__課題 A__. 所持品検査についての抜粋のうち、「検査の対象となるものは乗務と密接に関連するもの、」から「乗務員に対し自家用車内から出ることを求めることができます。」までの部分を、「係員」を「検査担当者」に置き換えて書き直してください。

__抜粋__.
検査の対象となるものは乗務と密接に関連するもの、
すなわち、服装検査のほか、乗務に際し会社から命ぜられて業務上携帯した物品、
乗務に際し特に携帯した私物に限られます。
乗務員が通勤に使用する自家用車内は、
完全に個人の領域であるから、原則的には検査の対象となりません。
次に述べるような特段の事情のある場合に始めて検査が許されます。
所持品検査は乗務時の状態をそのままさらさなくては意味がないからといって、
所持品検査前あるいは所持品検査中に、
係員の許可なく乗務員が自家用車内に乗り込んだときは、
乗務員に対し自家用車内から出ることを求めることができます。
同じように、係員の許可なく乗務員が検査の対象となる私物などを自家用車内に持ち込んだときは、
乗務員に対しこれを車内から取り出して提示することを求めることができます。

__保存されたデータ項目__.
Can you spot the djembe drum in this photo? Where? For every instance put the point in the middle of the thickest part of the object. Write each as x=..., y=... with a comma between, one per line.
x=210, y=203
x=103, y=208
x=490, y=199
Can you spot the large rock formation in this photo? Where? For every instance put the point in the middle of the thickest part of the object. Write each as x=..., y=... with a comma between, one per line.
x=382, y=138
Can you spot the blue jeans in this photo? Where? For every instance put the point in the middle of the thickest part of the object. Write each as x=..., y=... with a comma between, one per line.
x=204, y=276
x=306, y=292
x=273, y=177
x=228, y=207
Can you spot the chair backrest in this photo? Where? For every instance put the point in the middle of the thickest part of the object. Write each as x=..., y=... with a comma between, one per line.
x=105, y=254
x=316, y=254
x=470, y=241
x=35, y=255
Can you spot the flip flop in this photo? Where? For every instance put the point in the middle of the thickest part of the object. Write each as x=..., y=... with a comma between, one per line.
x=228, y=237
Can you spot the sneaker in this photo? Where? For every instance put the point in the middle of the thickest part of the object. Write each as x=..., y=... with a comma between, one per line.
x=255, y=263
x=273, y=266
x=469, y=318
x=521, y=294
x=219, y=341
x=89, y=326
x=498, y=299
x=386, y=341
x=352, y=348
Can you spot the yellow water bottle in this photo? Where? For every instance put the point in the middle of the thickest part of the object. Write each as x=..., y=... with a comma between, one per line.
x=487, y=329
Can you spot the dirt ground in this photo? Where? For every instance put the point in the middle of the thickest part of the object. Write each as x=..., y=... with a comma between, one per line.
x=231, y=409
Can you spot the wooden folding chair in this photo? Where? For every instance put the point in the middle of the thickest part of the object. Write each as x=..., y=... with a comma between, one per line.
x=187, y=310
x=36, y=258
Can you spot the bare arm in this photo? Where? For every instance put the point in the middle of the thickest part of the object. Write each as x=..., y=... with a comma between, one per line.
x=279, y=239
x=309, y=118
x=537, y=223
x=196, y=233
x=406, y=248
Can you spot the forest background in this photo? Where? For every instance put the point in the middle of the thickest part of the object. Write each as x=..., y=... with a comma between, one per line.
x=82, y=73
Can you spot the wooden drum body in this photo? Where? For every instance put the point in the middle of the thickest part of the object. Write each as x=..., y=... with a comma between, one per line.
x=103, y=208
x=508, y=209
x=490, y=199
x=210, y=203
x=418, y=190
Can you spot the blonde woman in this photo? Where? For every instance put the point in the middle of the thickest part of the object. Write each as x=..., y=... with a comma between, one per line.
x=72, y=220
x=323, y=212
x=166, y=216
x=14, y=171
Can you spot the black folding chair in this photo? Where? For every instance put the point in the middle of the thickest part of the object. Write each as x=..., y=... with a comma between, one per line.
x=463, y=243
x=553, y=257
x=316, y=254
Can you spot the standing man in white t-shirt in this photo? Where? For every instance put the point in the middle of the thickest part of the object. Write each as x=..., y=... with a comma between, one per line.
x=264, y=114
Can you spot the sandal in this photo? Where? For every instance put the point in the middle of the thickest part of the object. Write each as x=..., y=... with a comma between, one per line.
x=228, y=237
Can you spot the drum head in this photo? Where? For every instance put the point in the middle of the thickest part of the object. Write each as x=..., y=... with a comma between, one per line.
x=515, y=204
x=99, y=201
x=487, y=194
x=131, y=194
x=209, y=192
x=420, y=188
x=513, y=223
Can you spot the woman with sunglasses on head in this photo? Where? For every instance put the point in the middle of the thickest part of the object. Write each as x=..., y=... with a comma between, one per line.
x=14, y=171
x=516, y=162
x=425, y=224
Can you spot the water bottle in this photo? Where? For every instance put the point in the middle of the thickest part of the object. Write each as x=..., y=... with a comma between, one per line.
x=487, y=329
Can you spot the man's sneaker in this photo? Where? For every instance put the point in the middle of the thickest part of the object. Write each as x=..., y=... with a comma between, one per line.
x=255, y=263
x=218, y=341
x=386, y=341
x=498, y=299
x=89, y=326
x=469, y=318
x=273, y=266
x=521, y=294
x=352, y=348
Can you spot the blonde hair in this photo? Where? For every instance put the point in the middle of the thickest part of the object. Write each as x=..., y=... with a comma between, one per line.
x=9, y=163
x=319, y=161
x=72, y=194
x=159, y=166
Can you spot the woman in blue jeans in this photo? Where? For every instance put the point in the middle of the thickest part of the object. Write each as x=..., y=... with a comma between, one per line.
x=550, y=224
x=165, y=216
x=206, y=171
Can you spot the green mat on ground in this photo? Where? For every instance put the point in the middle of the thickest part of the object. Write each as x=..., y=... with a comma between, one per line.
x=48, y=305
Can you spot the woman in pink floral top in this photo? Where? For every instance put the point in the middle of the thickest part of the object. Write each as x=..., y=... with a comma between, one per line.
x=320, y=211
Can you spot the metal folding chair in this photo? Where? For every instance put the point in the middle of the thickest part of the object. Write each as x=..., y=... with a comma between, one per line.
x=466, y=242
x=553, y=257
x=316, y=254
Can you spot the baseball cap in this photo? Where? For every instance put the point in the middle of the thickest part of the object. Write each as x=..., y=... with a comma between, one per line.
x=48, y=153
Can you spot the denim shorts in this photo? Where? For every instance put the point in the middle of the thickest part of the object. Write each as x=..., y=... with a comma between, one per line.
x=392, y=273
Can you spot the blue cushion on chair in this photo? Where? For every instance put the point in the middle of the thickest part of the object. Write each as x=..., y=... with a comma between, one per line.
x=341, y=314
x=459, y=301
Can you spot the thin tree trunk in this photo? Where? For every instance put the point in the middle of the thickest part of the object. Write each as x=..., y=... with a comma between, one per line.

__課題 B__. 上のデータ項目について、「Can you spot the blue cushion」を含む行から項目の末尾までを、1行を1つの文字列とするJSONリストとして示してください。空行は含めません。

__解答全文 A__.
検査の対象となるものは乗務と密接に関連するもの、
すなわち、服装検査のほか、乗務に際し会社から命ぜられて業務上携帯した物品、
乗務に際し特に携帯した私物に限られます。
乗務員が通勤に使用する自家用車内は、
完全に個人の領域であるから、原則的には検査の対象となりません。
次に述べるような特段の事情のある場合に始めて検査が許されます。
所持品検査は乗務時の状態をそのままさらさなくては意味がないからといって、
所持品検査前あるいは所持品検査中に、
検査担当者の許可なく乗務員が自家用車内に乗り込んだときは、
乗務員に対し自家用車内から出ることを求めることができます。

__解答全文 B__.
[
  "Can you spot the blue cushion on chair in this photo? Where? For every instance put the point in the middle of the thickest part of the object. Write each as x=..., y=... with a comma between, one per line.",
  "x=341, y=314",
  "x=459, y=301",
  "Can you spot the thin tree trunk in this photo? Where? For every instance put the point in the middle of the thickest part of the object. Write each as x=..., y=... with a comma between, one per line."
]